**Consegna 1**.
Stabilisci se le affermazioni (a), (b) e (c) concordano con il testo sulla libertà di coscienza. Per ciascuna rispondi sì o no e riporta tra virgolette le parole del testo che lo stabiliscono.
(a) Nel Cristianesimo il discernimento individuale è il fondamento morale delle scelte.
(b) In Nigeria i Cristiani sono minacciati soltanto da Boko Haram.
(c) In Sudan il sistema scolastico ha avuto un ruolo primario nell'islamizzazione.

**Sezione del documento**.
Libertà di coscienza nell’Islam e nel Cristianesimo
La libertà personale ha un diverso valore nell’Islam e nel Cristianesimo. L’essenza dell’Islam è la sottomissione. La libertà personale, che è il presupposto per un cammino spirituale individuale, è considerata come un ostacolo dall’ortodossia islamica[7]. Al contrario nel Cristianesimo il discernimento individuale è il fondamento morale di opzioni che solo se sono responsabili hanno valore. L’apostolato cristiano privilegia il dialogo con la singola persona piuttosto che rivolgersi con proclami ad una collettività indiscriminata[8]. Le scelte di libertà e di indipendenza, e la coerenza con i principi etici e religiosi hanno un costo. Paradigmatica è la situazione in Nigeria; qui i Cristiani sono minacciati non solo dal fondamentalismo islamista e dalle derive terroristiche di Boko Haram, ma anche dagli scontri etnico-tribali, dagli incerti equilibri di potere, dalle ingiustizie e dalle violenze quotidiane[9]. Inoltre i Cristiani sono discriminati in tutti gli aspetti della vita sociale. Il Cristianesimo ha le potenzialità per colmare il vuoto spirituale dei culti naturistici e pagani di origine tribale, che sembrano in parziale sintonia con l’Islam in quanto fondati su una ritualità esteriore e collettiva. Alle missioni cristiane si chiede sempre più un impatto sulle situazioni concrete, ovvero l’elaborazione di soluzioni - radicate sugli insegnamenti del Vangelo - ai tanti problemi insoluti della realtà africana. Il cristiano nell’agire missionario ha un’importante motivazione, fondata sulla consapevolezza che quello che si fa per sé è destinato a finire, mentre quello che si fa per gli altri sopravvive alla morte. RR
[1] Tuttavia
da recenti statistiche è emerso che attualmente il numero in percentuale degli
islamici nel continente nero sarebbe in diminuzione in modo consistente,
almeno in percentuale, mentre è in aumento il numero dei cristiani.
[2] Nelle
piccole realtà locali nelle quali attecchisce il disagio sociale con
ingiustizie, tensioni, povertà e diseguaglianze, la propaganda
islamista fa facilmente proseliti. Le soluzioni vanno ricercate pertanto in
politiche che considerino il fenomeno nella sua complessità, e ne individuino
le cause al fine di contrastarle.
[3] Si
parla molto dei social media come strumento di reclutamento utilizzato dai
gruppi islamici soprattutto fondamentalisti, ma in Africa in molti Stati come
il Sudan il sistema scolastico con la complicità delle istituzioni ha svolto un
ruolo primario nel processo di islamizzazione.

**Raccolta di record**.

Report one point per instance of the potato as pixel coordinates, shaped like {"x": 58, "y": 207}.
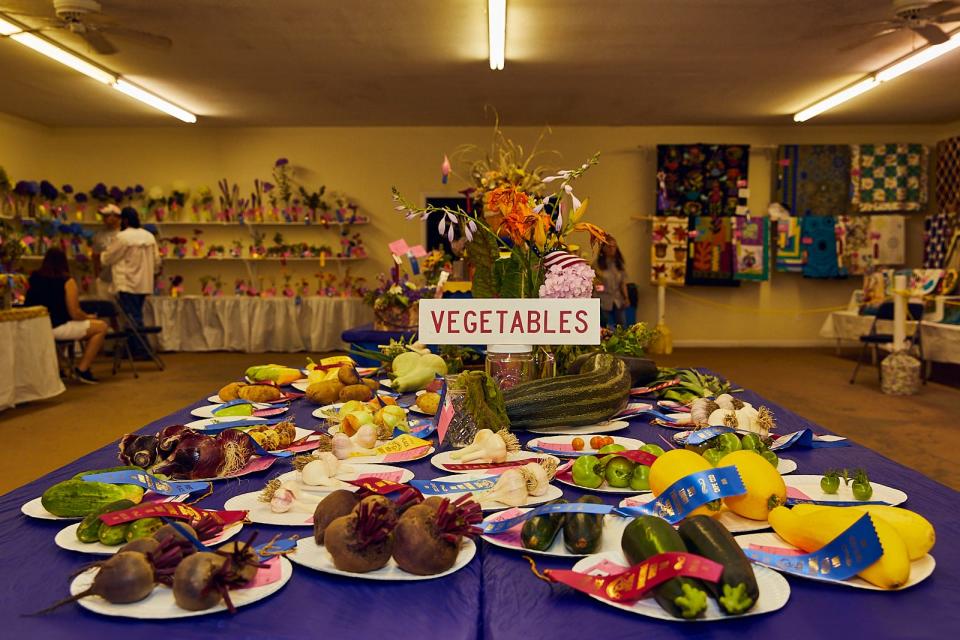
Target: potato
{"x": 229, "y": 392}
{"x": 356, "y": 392}
{"x": 259, "y": 393}
{"x": 348, "y": 375}
{"x": 429, "y": 402}
{"x": 325, "y": 392}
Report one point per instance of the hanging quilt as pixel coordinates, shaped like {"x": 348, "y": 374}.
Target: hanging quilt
{"x": 711, "y": 255}
{"x": 818, "y": 241}
{"x": 668, "y": 250}
{"x": 814, "y": 179}
{"x": 938, "y": 229}
{"x": 752, "y": 243}
{"x": 886, "y": 240}
{"x": 853, "y": 249}
{"x": 889, "y": 177}
{"x": 789, "y": 253}
{"x": 700, "y": 179}
{"x": 948, "y": 174}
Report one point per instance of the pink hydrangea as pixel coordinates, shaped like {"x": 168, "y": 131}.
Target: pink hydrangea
{"x": 576, "y": 281}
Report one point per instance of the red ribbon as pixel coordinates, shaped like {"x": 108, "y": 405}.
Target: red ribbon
{"x": 630, "y": 585}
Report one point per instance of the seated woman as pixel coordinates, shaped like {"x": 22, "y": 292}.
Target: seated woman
{"x": 52, "y": 287}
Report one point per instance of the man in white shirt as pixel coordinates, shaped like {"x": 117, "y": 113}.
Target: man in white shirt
{"x": 135, "y": 260}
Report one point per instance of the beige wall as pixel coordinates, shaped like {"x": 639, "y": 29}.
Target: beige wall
{"x": 366, "y": 162}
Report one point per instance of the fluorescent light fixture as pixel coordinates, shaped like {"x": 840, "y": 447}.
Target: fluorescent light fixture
{"x": 156, "y": 102}
{"x": 904, "y": 65}
{"x": 497, "y": 28}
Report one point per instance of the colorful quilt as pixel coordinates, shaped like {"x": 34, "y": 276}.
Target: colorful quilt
{"x": 711, "y": 256}
{"x": 752, "y": 243}
{"x": 668, "y": 250}
{"x": 889, "y": 177}
{"x": 700, "y": 179}
{"x": 814, "y": 179}
{"x": 789, "y": 252}
{"x": 818, "y": 241}
{"x": 948, "y": 174}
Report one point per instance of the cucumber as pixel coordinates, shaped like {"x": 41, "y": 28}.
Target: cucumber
{"x": 583, "y": 532}
{"x": 89, "y": 529}
{"x": 539, "y": 532}
{"x": 737, "y": 590}
{"x": 648, "y": 536}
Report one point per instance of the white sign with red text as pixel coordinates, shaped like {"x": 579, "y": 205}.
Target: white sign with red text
{"x": 510, "y": 321}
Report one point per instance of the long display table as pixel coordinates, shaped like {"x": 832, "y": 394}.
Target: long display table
{"x": 496, "y": 595}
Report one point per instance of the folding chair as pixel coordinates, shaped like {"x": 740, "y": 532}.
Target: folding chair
{"x": 874, "y": 339}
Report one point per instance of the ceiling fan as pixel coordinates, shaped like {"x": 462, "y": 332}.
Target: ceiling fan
{"x": 923, "y": 18}
{"x": 84, "y": 19}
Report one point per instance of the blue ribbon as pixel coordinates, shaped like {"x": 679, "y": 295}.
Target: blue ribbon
{"x": 147, "y": 481}
{"x": 841, "y": 559}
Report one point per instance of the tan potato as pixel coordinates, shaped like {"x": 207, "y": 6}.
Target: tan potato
{"x": 259, "y": 393}
{"x": 324, "y": 392}
{"x": 229, "y": 392}
{"x": 359, "y": 392}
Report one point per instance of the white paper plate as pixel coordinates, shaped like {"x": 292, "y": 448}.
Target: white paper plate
{"x": 733, "y": 522}
{"x": 920, "y": 569}
{"x": 601, "y": 427}
{"x": 67, "y": 539}
{"x": 613, "y": 527}
{"x": 160, "y": 604}
{"x": 314, "y": 556}
{"x": 553, "y": 492}
{"x": 547, "y": 441}
{"x": 442, "y": 459}
{"x": 774, "y": 593}
{"x": 810, "y": 485}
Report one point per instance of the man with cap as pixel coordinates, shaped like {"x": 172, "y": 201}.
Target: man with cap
{"x": 110, "y": 214}
{"x": 135, "y": 261}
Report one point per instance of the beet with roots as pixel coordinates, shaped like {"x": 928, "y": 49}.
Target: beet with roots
{"x": 362, "y": 541}
{"x": 427, "y": 537}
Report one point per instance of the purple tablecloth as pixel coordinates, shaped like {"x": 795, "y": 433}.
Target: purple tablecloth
{"x": 496, "y": 596}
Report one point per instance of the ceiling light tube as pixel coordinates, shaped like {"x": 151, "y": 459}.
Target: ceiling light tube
{"x": 904, "y": 65}
{"x": 497, "y": 30}
{"x": 156, "y": 102}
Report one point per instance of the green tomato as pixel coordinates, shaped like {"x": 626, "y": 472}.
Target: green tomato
{"x": 618, "y": 472}
{"x": 713, "y": 456}
{"x": 728, "y": 442}
{"x": 862, "y": 490}
{"x": 586, "y": 472}
{"x": 653, "y": 449}
{"x": 750, "y": 441}
{"x": 640, "y": 480}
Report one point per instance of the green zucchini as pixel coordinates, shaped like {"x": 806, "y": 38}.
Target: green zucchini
{"x": 89, "y": 529}
{"x": 583, "y": 532}
{"x": 737, "y": 590}
{"x": 647, "y": 536}
{"x": 539, "y": 532}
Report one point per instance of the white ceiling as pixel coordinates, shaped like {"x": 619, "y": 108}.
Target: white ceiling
{"x": 424, "y": 62}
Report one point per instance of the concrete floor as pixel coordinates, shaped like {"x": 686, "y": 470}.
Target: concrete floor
{"x": 916, "y": 431}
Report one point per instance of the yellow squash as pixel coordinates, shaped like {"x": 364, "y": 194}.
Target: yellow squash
{"x": 813, "y": 530}
{"x": 916, "y": 531}
{"x": 675, "y": 464}
{"x": 765, "y": 487}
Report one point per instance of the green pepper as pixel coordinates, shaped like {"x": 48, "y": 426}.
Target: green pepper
{"x": 618, "y": 472}
{"x": 586, "y": 472}
{"x": 640, "y": 478}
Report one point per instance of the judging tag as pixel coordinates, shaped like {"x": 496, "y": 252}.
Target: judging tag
{"x": 631, "y": 584}
{"x": 147, "y": 481}
{"x": 841, "y": 559}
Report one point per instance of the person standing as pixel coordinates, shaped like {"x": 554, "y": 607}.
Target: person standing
{"x": 613, "y": 277}
{"x": 110, "y": 215}
{"x": 135, "y": 261}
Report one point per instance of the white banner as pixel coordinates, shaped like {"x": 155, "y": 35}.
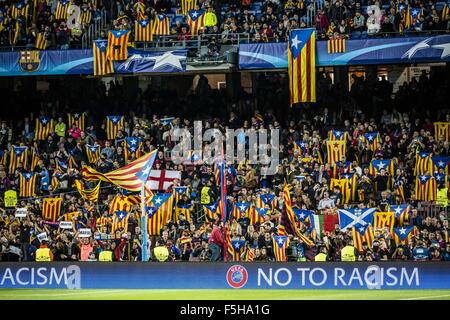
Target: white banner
{"x": 21, "y": 212}
{"x": 65, "y": 224}
{"x": 84, "y": 233}
{"x": 42, "y": 236}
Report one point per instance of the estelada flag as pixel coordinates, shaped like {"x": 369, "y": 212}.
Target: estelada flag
{"x": 117, "y": 44}
{"x": 302, "y": 65}
{"x": 51, "y": 209}
{"x": 102, "y": 63}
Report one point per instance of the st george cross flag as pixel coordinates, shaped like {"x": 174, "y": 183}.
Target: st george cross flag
{"x": 349, "y": 217}
{"x": 162, "y": 179}
{"x": 302, "y": 65}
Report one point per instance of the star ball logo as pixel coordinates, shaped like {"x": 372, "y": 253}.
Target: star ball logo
{"x": 237, "y": 276}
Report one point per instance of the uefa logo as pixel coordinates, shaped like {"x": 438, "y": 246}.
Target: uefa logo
{"x": 237, "y": 276}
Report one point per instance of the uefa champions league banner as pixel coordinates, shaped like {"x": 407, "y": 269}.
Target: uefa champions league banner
{"x": 357, "y": 52}
{"x": 135, "y": 275}
{"x": 61, "y": 62}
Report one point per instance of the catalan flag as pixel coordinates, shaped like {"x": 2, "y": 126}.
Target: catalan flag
{"x": 93, "y": 153}
{"x": 336, "y": 46}
{"x": 362, "y": 233}
{"x": 120, "y": 221}
{"x": 118, "y": 44}
{"x": 445, "y": 15}
{"x": 401, "y": 212}
{"x": 187, "y": 5}
{"x": 336, "y": 135}
{"x": 179, "y": 191}
{"x": 440, "y": 163}
{"x": 27, "y": 183}
{"x": 102, "y": 62}
{"x": 185, "y": 209}
{"x": 18, "y": 8}
{"x": 113, "y": 125}
{"x": 44, "y": 126}
{"x": 143, "y": 31}
{"x": 132, "y": 148}
{"x": 372, "y": 139}
{"x": 403, "y": 234}
{"x": 280, "y": 243}
{"x": 344, "y": 186}
{"x": 51, "y": 209}
{"x": 335, "y": 151}
{"x": 257, "y": 215}
{"x": 423, "y": 163}
{"x": 302, "y": 65}
{"x": 85, "y": 15}
{"x": 161, "y": 25}
{"x": 384, "y": 219}
{"x": 129, "y": 177}
{"x": 291, "y": 216}
{"x": 62, "y": 8}
{"x": 377, "y": 165}
{"x": 241, "y": 209}
{"x": 18, "y": 154}
{"x": 237, "y": 249}
{"x": 91, "y": 195}
{"x": 77, "y": 119}
{"x": 195, "y": 20}
{"x": 211, "y": 211}
{"x": 426, "y": 188}
{"x": 41, "y": 42}
{"x": 34, "y": 159}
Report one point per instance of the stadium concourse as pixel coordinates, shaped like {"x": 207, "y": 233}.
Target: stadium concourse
{"x": 357, "y": 177}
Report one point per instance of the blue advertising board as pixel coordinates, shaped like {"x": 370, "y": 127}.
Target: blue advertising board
{"x": 80, "y": 62}
{"x": 357, "y": 52}
{"x": 98, "y": 275}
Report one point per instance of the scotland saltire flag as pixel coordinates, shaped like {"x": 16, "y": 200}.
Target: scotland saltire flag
{"x": 152, "y": 61}
{"x": 349, "y": 217}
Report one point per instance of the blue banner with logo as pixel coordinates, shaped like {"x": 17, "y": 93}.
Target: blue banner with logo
{"x": 357, "y": 52}
{"x": 123, "y": 275}
{"x": 61, "y": 62}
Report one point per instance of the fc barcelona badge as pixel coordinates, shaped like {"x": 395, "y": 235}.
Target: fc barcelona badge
{"x": 29, "y": 60}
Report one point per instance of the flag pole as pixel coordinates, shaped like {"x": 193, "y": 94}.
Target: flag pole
{"x": 143, "y": 225}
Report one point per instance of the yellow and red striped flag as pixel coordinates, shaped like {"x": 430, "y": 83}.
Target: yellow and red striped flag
{"x": 41, "y": 42}
{"x": 93, "y": 153}
{"x": 113, "y": 125}
{"x": 120, "y": 221}
{"x": 62, "y": 9}
{"x": 362, "y": 233}
{"x": 91, "y": 195}
{"x": 302, "y": 65}
{"x": 77, "y": 119}
{"x": 426, "y": 188}
{"x": 336, "y": 46}
{"x": 280, "y": 243}
{"x": 102, "y": 62}
{"x": 44, "y": 125}
{"x": 187, "y": 5}
{"x": 51, "y": 209}
{"x": 143, "y": 31}
{"x": 335, "y": 151}
{"x": 27, "y": 184}
{"x": 442, "y": 129}
{"x": 161, "y": 25}
{"x": 118, "y": 44}
{"x": 384, "y": 219}
{"x": 195, "y": 20}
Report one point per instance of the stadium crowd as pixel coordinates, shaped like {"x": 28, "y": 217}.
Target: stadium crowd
{"x": 196, "y": 236}
{"x": 269, "y": 21}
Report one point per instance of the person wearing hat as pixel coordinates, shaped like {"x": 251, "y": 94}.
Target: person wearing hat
{"x": 44, "y": 254}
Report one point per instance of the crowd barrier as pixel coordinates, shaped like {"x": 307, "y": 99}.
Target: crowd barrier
{"x": 136, "y": 275}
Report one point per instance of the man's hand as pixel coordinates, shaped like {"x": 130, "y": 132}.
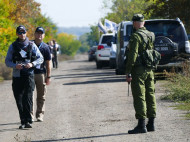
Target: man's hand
{"x": 128, "y": 78}
{"x": 19, "y": 66}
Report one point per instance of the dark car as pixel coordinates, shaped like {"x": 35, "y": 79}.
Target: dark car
{"x": 171, "y": 41}
{"x": 91, "y": 53}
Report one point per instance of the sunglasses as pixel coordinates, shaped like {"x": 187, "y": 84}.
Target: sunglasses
{"x": 20, "y": 33}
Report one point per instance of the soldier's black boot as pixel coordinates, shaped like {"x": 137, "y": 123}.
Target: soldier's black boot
{"x": 150, "y": 126}
{"x": 140, "y": 128}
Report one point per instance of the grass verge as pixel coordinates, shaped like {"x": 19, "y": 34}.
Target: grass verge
{"x": 178, "y": 89}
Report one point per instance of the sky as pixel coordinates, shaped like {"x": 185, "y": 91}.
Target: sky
{"x": 69, "y": 13}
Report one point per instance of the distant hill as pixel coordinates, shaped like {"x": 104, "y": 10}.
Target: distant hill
{"x": 78, "y": 31}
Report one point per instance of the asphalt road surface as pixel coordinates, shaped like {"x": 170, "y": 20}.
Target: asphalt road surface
{"x": 84, "y": 104}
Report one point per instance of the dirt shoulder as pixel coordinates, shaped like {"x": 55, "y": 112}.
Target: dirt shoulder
{"x": 84, "y": 104}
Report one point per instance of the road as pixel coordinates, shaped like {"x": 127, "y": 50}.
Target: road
{"x": 84, "y": 104}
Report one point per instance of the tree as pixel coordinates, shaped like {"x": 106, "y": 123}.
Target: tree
{"x": 123, "y": 10}
{"x": 171, "y": 9}
{"x": 7, "y": 30}
{"x": 21, "y": 12}
{"x": 69, "y": 44}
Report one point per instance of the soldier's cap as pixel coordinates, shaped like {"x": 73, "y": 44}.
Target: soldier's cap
{"x": 20, "y": 28}
{"x": 40, "y": 29}
{"x": 138, "y": 17}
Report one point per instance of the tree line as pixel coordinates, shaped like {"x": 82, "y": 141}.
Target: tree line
{"x": 123, "y": 10}
{"x": 28, "y": 13}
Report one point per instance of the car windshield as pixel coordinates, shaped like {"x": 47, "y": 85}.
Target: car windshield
{"x": 107, "y": 39}
{"x": 170, "y": 29}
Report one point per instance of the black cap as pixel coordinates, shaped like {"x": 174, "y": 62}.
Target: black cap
{"x": 40, "y": 29}
{"x": 138, "y": 17}
{"x": 19, "y": 28}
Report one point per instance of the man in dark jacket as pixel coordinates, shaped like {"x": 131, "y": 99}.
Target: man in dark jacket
{"x": 43, "y": 74}
{"x": 23, "y": 56}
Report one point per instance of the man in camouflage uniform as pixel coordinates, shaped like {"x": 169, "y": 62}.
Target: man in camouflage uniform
{"x": 142, "y": 79}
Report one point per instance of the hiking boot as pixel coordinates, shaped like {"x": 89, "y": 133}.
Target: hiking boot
{"x": 28, "y": 125}
{"x": 150, "y": 126}
{"x": 140, "y": 128}
{"x": 22, "y": 126}
{"x": 40, "y": 119}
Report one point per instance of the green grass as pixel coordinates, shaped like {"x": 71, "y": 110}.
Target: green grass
{"x": 178, "y": 90}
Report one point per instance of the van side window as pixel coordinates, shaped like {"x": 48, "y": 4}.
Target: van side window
{"x": 129, "y": 31}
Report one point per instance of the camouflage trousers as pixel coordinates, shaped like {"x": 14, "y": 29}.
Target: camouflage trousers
{"x": 143, "y": 91}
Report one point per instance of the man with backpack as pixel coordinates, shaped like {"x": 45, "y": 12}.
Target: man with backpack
{"x": 23, "y": 56}
{"x": 42, "y": 75}
{"x": 141, "y": 76}
{"x": 55, "y": 54}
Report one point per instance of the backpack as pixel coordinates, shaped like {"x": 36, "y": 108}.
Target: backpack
{"x": 17, "y": 56}
{"x": 150, "y": 58}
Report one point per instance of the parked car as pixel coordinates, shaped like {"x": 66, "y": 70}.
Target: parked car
{"x": 171, "y": 41}
{"x": 103, "y": 50}
{"x": 91, "y": 53}
{"x": 123, "y": 36}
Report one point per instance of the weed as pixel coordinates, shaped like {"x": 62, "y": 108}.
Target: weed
{"x": 178, "y": 88}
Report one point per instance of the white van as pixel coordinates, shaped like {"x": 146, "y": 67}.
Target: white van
{"x": 103, "y": 50}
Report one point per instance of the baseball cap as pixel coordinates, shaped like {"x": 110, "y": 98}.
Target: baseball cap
{"x": 138, "y": 17}
{"x": 40, "y": 29}
{"x": 19, "y": 28}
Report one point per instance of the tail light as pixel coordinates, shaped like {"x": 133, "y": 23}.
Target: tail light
{"x": 100, "y": 47}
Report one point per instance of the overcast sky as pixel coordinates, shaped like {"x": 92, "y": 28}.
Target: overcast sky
{"x": 68, "y": 13}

**Consegna 2**. Riscrivi come CSV a due colonne, "testo" e "risposta", i record che partono dalla riga contenente "Report one point per instance of the tail" e arrivano fino alla fine dei record, estremi inclusi. Metti una riga per ogni coppia di testo e risposta, con ogni campo tra virgolette e gli a capo sostituiti da spazi.

**Risposta completa 1**.
(a) Sì: "nel Cristianesimo il discernimento individuale è il fondamento morale di opzioni che solo se sono responsabili hanno valore".
(b) No: "i Cristiani sono minacciati non solo dal fondamentalismo islamista e dalle derive terroristiche di Boko Haram, ma anche dagli scontri etnico-tribali".
(c) Sì: "il sistema scolastico con la complicità delle istituzioni ha svolto un ruolo primario nel processo di islamizzazione".

**Risposta completa 2**.
testo,risposta
"Report one point per instance of the tail light as pixel coordinates, shaped like {""x"": 133, ""y"": 23}. Target: tail light","{""x"": 100, ""y"": 47}"
"Report one point per instance of the overcast sky as pixel coordinates, shaped like {""x"": 92, ""y"": 28}. Target: overcast sky","{""x"": 68, ""y"": 13}"